=== Short exercise ===
Can you reproduce the listing below word for word, from its first line through the line containing "Trace each instance along its edge.", including both ends and nothing else?

=== Collection entries ===
--- start ---

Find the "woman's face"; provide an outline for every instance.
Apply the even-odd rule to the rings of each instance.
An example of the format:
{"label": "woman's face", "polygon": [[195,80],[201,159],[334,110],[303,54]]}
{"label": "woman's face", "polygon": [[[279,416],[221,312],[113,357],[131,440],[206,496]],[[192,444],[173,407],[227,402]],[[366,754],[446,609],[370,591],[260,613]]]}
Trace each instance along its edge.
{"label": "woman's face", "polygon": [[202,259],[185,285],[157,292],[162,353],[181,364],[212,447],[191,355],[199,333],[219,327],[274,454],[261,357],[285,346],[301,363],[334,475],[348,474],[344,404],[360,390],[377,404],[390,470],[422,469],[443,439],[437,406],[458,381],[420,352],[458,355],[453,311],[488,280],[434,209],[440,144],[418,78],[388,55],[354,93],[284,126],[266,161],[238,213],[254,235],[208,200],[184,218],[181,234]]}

--- end ---

=== Task answer ===
Find the "woman's face"; provide an outline for every instance.
Apply the even-odd rule to the rings of each instance.
An example of the format:
{"label": "woman's face", "polygon": [[195,80],[201,159],[334,110],[303,54]]}
{"label": "woman's face", "polygon": [[[279,416],[221,312],[113,357],[131,440],[206,496]],[[192,444],[173,407],[227,402]],[[366,754],[446,609],[370,591],[260,613]]]}
Trace each instance along its edge.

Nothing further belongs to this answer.